YOUR TASK ::
Pull out, word for word, the stretch from "Knowledge can be" through "on one’s experiences." in the passage about John's early learning.

Knowledge can be of at least two kinds: human wisdom and divine wisdom. Human wisdom can be acquired by many means, especially reading and listening to others and reflecting on one’s experiences.

Knowledge was not an end in itself for John. It was for a mission. He wanted to be a priest. Once his fellow cowherds wanted to play and invited him to join them but he refused. Even when they beat him for not joining them, he would not yield. When they again insisted that he play with them, he retorted: “Hit me again if you want to, but I’ll never join you in playing because I want to study and become a priest.”5

John had been given a phenomenal memory. For him to listen to a teacher in class or reading a book was the same as memorizing.

He loved reading. He read books borrowed from other people while he tended cows. Even when he was into the farm work of hoeing and weeding, he kept reading. He was greedy for knowledge and so he read whenever he could. He could keep groups of youngsters and adults spellbound listening to narration of stories he had read. This was an apostolate he engaged in even when he was small. “My studies, extensive reading, and coaching of students took most of the day and a good part of the night. Often when it was time to get up in the morning, I was still reading Livy, which I had taken up the previous evening.”6

John was a very keen observer of people even when young. He learnt much wisdom from this ability he had. Regarding the friends he chose, he said that he divided his schoolmates and later on the seminarians into three distinct categories. He made friends with only the best, the best in character, piety and studies. This knack of observation he carried into other areas too. When he watched magicians and other village entertainers he observed how they did the tricks and when he got home, he tried them out until he could beat them in their own trade. All this had a purpose: to attract people to listen to a sermon or say some prayers.

John had started his formal schooling much later than others of his time. When he finally got to school he was already fifteen years old (1830). He was able to make up for lost time by doing three classes in one year alone. He was a very intelligent student and his keen memory helped him enormously. During his studies at the seminary, he always topped his class with ease and carried away the prizes given to the best students both in character and studies.

DATA RECORDS ::

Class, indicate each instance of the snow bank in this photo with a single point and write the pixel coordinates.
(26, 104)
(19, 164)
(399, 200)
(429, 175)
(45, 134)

ANSWER TO THIS EXERCISE ::
Knowledge can be of at least two kinds: human wisdom and divine wisdom. Human wisdom can be acquired by many means, especially reading and listening to others and reflecting on one’s experiences.